The task — Your task is to extract the lines from the one holding "Where can the reflection" through the end of the material. Set them down exactly and add nothing.
***** Entries supplied *****
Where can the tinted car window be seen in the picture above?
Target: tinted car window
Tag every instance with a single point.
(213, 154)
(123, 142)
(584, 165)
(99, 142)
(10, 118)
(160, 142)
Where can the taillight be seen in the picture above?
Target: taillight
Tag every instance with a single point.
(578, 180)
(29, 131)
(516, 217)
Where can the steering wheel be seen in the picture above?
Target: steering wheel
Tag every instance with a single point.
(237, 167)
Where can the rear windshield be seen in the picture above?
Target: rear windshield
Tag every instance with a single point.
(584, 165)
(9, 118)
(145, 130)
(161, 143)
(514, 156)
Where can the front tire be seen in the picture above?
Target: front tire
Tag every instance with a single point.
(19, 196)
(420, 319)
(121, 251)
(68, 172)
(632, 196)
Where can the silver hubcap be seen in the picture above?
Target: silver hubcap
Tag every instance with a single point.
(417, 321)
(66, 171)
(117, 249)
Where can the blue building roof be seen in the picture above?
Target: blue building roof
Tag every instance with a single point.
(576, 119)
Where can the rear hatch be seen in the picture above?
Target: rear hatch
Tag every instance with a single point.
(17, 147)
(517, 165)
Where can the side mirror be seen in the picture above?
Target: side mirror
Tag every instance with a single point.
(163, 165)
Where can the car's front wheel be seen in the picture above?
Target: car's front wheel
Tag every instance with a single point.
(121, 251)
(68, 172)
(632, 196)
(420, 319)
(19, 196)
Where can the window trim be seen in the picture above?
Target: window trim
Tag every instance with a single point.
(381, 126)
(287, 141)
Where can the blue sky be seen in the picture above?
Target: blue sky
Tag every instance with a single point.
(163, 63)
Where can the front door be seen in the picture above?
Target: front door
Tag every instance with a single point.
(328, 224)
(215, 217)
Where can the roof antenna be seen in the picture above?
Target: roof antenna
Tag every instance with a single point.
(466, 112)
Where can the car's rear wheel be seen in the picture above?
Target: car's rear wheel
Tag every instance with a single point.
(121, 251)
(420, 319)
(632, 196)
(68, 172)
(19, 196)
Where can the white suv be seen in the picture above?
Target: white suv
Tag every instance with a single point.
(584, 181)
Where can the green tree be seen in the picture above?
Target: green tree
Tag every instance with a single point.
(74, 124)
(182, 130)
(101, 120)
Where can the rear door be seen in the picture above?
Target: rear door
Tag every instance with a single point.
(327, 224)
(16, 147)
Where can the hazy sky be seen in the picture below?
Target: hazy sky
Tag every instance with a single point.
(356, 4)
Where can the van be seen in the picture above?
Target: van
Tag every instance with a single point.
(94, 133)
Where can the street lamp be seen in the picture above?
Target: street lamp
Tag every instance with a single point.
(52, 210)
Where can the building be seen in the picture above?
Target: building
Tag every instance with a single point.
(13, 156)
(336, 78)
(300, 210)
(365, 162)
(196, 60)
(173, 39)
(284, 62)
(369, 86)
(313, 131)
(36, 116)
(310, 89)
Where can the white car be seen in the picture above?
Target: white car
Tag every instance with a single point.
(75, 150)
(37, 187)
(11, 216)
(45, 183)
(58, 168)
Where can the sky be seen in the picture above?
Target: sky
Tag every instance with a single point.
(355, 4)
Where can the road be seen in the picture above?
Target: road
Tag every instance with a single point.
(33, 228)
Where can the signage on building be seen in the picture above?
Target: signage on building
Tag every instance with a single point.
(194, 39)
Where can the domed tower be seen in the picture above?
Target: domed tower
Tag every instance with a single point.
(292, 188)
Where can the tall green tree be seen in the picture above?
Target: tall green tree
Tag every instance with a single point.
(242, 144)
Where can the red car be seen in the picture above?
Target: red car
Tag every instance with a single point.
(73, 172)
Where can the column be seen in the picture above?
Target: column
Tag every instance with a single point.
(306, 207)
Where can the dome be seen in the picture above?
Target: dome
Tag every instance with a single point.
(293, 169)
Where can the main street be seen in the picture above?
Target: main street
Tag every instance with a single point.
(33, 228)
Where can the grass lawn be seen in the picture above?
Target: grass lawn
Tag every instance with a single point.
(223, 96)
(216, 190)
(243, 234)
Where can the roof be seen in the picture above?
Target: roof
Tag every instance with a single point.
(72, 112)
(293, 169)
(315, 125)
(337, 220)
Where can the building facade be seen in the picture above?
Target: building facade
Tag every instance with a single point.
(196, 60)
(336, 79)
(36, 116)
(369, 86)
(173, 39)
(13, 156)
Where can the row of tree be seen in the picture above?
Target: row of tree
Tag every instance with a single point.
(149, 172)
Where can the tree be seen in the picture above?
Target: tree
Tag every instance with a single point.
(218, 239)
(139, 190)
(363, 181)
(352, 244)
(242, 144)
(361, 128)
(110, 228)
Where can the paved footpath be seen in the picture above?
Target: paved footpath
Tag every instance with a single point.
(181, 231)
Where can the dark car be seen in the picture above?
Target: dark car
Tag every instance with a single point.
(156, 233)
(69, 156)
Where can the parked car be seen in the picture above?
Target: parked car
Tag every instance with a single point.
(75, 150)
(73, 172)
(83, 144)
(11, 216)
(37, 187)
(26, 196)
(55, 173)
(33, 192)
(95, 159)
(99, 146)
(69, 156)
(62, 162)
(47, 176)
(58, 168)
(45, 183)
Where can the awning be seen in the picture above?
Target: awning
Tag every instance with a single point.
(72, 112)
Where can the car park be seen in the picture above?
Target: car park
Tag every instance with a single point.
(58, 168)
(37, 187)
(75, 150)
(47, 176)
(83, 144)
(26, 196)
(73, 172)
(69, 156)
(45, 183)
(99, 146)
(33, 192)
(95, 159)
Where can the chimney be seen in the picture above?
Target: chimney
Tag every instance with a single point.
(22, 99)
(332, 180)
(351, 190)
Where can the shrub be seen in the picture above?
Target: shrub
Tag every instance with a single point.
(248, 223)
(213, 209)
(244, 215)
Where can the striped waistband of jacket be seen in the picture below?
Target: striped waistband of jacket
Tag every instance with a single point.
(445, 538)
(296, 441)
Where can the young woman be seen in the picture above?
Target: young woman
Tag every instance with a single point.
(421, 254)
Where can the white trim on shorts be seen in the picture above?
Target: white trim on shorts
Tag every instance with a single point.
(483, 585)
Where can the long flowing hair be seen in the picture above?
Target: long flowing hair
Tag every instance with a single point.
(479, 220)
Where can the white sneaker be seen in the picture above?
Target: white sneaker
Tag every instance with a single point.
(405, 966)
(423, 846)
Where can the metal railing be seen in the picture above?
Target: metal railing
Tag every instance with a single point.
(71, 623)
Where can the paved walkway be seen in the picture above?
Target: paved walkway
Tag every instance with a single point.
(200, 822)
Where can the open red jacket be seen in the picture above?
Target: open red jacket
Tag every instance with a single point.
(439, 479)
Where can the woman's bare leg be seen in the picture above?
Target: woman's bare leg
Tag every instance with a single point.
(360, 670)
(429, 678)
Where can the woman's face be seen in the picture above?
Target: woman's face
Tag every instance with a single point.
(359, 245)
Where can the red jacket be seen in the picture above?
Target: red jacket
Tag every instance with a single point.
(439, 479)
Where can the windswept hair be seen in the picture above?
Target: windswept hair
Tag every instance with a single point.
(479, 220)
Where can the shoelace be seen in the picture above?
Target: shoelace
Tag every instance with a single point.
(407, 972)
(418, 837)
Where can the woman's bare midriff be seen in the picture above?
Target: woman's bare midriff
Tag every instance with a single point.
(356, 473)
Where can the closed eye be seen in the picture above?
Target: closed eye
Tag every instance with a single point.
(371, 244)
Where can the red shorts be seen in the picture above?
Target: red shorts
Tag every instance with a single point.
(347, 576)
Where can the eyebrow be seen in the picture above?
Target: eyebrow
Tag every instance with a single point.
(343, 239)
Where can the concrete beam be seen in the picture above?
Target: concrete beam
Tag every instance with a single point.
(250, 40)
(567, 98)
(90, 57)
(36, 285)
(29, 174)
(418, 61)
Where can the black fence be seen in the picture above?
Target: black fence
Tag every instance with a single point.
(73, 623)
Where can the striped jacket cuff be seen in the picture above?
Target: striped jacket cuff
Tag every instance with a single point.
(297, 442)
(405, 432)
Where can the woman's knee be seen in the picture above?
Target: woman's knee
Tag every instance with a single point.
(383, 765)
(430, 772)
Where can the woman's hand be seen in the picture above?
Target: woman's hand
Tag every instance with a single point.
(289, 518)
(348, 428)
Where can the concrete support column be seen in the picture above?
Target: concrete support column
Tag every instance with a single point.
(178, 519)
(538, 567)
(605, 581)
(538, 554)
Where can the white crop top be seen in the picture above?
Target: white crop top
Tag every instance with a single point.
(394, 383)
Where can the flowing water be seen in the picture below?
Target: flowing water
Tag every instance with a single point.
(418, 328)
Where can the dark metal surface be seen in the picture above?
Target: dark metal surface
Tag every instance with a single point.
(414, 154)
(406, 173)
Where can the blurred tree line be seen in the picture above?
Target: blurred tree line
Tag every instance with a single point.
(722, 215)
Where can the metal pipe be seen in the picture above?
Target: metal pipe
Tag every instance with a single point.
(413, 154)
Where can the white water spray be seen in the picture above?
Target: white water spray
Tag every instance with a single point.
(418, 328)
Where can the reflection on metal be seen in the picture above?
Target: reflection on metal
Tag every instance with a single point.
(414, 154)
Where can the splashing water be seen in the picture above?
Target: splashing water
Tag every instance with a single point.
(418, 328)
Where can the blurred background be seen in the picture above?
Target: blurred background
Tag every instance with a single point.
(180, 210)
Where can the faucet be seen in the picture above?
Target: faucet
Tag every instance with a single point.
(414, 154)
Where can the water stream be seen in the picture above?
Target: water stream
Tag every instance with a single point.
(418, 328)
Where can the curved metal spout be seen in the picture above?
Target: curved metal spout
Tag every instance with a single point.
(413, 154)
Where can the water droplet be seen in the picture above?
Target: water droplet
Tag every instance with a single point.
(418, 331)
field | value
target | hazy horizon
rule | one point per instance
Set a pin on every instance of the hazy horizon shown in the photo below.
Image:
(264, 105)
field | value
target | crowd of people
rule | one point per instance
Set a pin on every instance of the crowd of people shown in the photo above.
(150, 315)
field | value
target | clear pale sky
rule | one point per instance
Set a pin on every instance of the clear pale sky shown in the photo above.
*****
Reply to the exercise —
Where can the reflection on metal be seen in the picture above?
Target: reflection on metal
Tag every instance with a single point.
(414, 154)
Where can the splashing water be seen in the picture above?
Target: splashing water
Tag every instance with a single point.
(418, 328)
Where can the blurred background be seen in the picture above?
Target: blurred background
Tag every instance with a single point.
(180, 210)
Where can the faucet be seen in the picture above?
Target: faucet
Tag every instance with a single point.
(414, 154)
Where can the water stream be seen in the picture above?
Target: water stream
Tag every instance with a single point.
(418, 328)
Where can the curved metal spout be seen in the picture above?
Target: curved metal spout
Tag every instance with a single point.
(413, 154)
Where can the water droplet be seen in the picture above?
Target: water droplet
Tag every instance with a single point.
(418, 331)
field | value
target | hazy horizon
rule | one point per instance
Set a pin on every instance of the hazy horizon shown in the photo below.
Image:
(264, 105)
field | value
target | crowd of people
rule | one point per instance
Set a pin on every instance of the crowd of people shown in the photo above.
(150, 315)
field | value
target | clear pale sky
rule | one point per instance
Set a pin on every instance of the clear pale sky shown in the photo above.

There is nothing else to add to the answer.